EXERCISE INSTRUCTIONS> Render the listing below as a numbered list, leaving out any blank lines.
★ ★ ★ ★ ★
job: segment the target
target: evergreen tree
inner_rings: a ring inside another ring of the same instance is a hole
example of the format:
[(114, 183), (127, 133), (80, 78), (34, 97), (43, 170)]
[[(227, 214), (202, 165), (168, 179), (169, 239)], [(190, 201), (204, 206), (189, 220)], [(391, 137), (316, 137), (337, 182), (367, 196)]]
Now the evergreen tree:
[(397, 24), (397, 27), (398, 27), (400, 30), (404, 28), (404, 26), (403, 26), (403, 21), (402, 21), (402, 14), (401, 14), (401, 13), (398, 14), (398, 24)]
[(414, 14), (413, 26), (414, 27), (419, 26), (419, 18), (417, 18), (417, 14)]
★ ★ ★ ★ ★
CORRECT RESPONSE>
1. job: segment the target
2. target: evergreen tree
3. inner_rings: a ring inside another ring of the same instance is a hole
4. example of the format:
5. [(114, 183), (127, 133), (80, 78), (34, 97), (43, 170)]
6. [[(227, 214), (202, 165), (168, 179), (169, 239)], [(190, 201), (204, 206), (189, 220)], [(391, 137), (316, 137), (337, 182), (367, 196)]]
7. Now the evergreen tree:
8. [(397, 24), (397, 27), (398, 27), (400, 30), (404, 28), (404, 26), (403, 26), (403, 21), (402, 21), (402, 14), (401, 14), (401, 13), (398, 14), (398, 24)]
9. [(414, 14), (413, 26), (414, 27), (419, 26), (419, 18), (417, 18), (417, 14)]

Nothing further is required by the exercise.